(Image-grounded pointing data)
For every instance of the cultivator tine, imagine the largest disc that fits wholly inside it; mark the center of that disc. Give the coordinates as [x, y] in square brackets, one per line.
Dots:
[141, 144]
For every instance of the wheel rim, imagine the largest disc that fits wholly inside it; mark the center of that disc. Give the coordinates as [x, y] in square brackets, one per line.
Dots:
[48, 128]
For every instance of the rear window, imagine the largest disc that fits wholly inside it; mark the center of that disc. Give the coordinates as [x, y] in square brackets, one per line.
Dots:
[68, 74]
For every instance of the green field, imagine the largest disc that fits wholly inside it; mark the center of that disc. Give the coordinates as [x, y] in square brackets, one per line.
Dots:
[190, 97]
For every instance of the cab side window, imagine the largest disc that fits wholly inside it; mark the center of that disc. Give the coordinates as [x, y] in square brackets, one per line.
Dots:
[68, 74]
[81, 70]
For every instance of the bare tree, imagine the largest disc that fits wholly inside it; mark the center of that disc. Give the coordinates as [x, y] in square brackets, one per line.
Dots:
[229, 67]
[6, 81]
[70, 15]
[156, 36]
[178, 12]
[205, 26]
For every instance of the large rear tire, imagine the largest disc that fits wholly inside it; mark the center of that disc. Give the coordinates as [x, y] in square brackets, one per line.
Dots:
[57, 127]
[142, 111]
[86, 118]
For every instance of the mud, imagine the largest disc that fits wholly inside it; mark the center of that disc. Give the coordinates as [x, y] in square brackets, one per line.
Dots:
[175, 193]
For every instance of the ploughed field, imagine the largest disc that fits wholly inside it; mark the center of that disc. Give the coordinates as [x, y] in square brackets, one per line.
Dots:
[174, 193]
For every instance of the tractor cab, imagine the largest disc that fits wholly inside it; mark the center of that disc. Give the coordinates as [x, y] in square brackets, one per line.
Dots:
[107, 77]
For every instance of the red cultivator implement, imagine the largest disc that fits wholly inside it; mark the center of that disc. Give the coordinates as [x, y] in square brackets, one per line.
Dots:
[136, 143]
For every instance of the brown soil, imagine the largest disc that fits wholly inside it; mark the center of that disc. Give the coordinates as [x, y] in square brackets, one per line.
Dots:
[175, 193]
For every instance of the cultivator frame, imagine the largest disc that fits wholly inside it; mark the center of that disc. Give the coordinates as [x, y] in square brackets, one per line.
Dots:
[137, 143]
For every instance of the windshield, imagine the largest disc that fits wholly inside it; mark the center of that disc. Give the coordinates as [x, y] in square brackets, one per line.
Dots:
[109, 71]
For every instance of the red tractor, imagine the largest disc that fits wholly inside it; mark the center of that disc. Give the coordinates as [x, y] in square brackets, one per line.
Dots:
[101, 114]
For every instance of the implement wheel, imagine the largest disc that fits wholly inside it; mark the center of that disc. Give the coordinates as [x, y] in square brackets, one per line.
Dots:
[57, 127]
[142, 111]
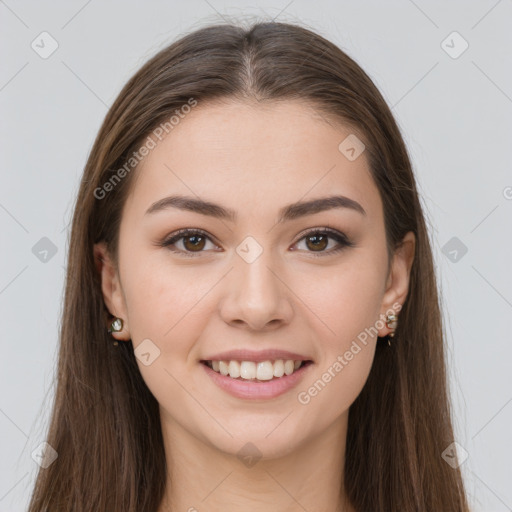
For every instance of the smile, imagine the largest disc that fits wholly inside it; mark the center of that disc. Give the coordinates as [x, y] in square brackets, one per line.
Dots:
[256, 371]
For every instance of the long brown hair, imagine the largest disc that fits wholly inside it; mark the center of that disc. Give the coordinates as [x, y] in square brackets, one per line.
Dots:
[105, 422]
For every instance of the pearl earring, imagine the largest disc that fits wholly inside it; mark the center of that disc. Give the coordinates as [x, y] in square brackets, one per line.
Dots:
[116, 325]
[391, 322]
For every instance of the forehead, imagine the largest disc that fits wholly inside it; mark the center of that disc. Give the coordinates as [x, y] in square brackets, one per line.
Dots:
[253, 158]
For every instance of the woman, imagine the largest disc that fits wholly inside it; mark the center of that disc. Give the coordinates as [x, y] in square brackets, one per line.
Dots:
[251, 316]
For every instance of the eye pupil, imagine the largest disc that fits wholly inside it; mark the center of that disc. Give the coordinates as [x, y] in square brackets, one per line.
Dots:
[195, 245]
[319, 241]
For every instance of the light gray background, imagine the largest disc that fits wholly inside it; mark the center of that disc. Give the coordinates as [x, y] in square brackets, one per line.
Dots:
[456, 117]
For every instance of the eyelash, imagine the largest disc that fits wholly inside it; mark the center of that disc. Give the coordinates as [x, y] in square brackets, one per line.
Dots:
[340, 238]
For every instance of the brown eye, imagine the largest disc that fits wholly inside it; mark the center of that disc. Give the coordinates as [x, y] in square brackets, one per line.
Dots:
[317, 242]
[194, 242]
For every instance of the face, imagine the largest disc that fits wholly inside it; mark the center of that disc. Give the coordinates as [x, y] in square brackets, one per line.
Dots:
[308, 286]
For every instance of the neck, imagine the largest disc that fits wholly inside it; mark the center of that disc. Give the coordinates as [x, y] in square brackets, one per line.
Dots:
[202, 477]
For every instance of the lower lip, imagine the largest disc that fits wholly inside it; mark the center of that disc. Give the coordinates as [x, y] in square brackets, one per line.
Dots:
[257, 390]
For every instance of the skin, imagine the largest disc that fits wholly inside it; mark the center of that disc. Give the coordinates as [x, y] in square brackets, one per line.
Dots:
[254, 159]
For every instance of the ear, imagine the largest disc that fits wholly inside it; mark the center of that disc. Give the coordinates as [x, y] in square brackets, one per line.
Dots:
[111, 289]
[397, 285]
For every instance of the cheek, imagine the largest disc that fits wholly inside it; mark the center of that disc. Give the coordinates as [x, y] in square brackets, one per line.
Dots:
[164, 303]
[346, 298]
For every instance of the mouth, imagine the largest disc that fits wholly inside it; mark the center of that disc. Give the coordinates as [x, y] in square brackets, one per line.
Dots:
[256, 371]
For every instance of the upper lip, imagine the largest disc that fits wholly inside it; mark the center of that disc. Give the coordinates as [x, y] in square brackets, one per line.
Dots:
[252, 355]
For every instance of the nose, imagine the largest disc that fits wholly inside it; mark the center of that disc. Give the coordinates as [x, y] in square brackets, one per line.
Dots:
[256, 297]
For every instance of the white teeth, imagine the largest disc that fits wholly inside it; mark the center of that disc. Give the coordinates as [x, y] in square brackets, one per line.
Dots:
[279, 368]
[264, 370]
[234, 369]
[223, 367]
[288, 367]
[250, 370]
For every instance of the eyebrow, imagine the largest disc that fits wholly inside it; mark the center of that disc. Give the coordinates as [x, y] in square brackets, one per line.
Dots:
[287, 213]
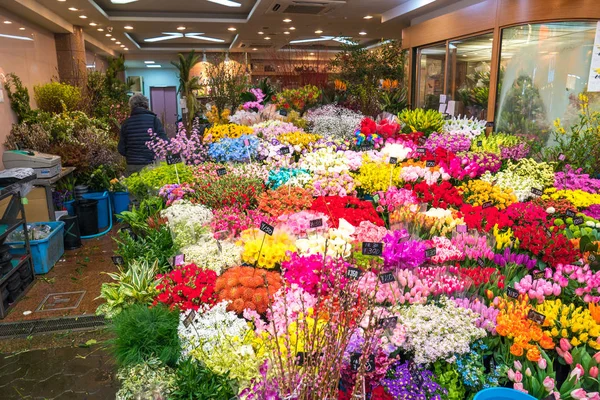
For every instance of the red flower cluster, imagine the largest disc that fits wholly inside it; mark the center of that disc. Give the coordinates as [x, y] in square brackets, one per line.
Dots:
[484, 219]
[349, 208]
[187, 287]
[442, 195]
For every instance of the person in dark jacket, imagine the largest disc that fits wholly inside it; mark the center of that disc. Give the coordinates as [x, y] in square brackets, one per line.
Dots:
[134, 134]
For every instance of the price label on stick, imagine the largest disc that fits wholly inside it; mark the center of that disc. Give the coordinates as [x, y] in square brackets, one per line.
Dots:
[266, 228]
[353, 273]
[316, 223]
[173, 159]
[118, 260]
[536, 317]
[386, 277]
[372, 249]
[512, 293]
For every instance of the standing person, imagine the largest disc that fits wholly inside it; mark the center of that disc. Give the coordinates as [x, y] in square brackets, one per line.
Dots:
[134, 134]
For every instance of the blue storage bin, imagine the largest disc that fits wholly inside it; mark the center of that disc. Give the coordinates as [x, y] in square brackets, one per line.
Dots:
[46, 252]
[103, 206]
[502, 394]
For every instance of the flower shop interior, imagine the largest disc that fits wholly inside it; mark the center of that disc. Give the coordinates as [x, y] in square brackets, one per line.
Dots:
[300, 199]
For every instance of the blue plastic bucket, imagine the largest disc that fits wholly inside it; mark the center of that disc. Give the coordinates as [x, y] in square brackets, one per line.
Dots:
[120, 201]
[502, 394]
[70, 206]
[103, 206]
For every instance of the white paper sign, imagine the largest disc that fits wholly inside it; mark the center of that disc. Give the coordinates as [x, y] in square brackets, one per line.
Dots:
[594, 78]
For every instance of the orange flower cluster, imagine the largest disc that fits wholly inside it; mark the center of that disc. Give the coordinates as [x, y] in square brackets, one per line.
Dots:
[284, 200]
[246, 287]
[526, 335]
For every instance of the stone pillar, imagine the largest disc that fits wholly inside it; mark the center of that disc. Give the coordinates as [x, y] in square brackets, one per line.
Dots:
[70, 54]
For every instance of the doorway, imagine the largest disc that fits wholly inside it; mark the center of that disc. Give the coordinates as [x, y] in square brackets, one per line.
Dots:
[164, 104]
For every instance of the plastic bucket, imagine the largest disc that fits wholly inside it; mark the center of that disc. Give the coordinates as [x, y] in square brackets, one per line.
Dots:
[70, 206]
[72, 237]
[120, 202]
[102, 209]
[87, 212]
[502, 394]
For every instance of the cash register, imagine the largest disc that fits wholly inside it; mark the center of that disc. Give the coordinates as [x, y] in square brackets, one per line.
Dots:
[45, 165]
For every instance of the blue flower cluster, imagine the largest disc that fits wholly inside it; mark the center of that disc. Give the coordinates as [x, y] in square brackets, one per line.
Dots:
[281, 176]
[234, 150]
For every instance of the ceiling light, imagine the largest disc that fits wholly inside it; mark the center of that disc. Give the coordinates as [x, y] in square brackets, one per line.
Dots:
[227, 3]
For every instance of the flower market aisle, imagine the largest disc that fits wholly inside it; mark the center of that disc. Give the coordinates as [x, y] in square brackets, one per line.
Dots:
[334, 256]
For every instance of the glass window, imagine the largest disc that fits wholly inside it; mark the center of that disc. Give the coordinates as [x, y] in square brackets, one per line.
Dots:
[543, 68]
[431, 65]
[469, 62]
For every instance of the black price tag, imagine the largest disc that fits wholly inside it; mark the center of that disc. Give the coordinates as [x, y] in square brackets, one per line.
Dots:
[284, 150]
[118, 260]
[512, 293]
[316, 223]
[173, 159]
[372, 249]
[266, 228]
[386, 277]
[189, 319]
[537, 192]
[536, 317]
[353, 273]
[388, 323]
[487, 204]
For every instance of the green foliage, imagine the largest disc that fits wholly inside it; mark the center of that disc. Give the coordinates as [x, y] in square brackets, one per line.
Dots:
[144, 381]
[142, 333]
[156, 244]
[19, 98]
[196, 382]
[150, 180]
[56, 97]
[419, 120]
[135, 285]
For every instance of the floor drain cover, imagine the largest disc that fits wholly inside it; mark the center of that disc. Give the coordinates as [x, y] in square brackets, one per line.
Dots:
[61, 301]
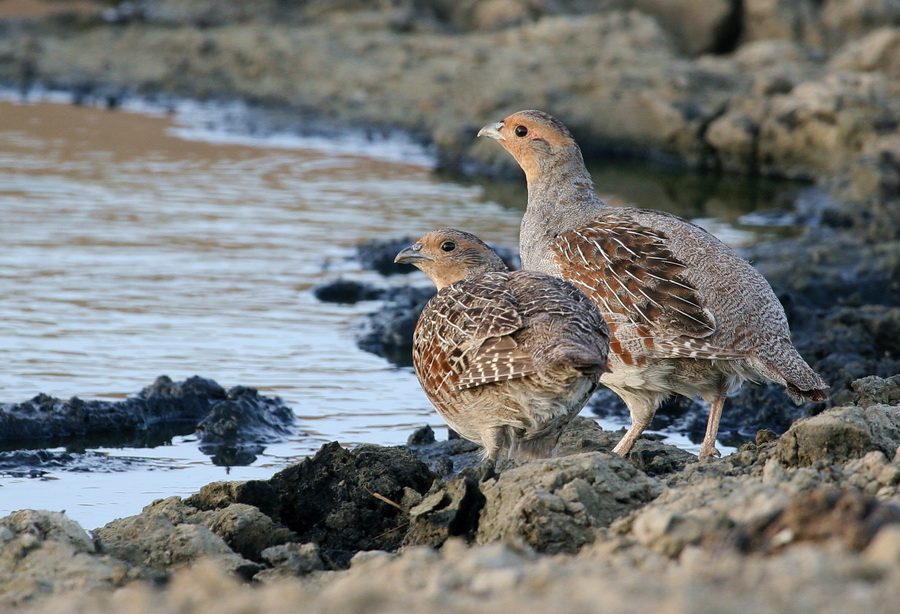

## Aim of the exercise:
Look through the lines above and collect those with the word "rear".

## Response to this exercise:
For every instance of the rear window, imagine the largest disc that fits wholly inside it; mark the center of that disc. Give the coordinates as [x, y] in square brackets, one per line.
For every instance of the large rear tire, imagine the largest disc that fits wholly inside it; mark the center of that disc. Give the coordinates as [x, y] in square brackets, one per line.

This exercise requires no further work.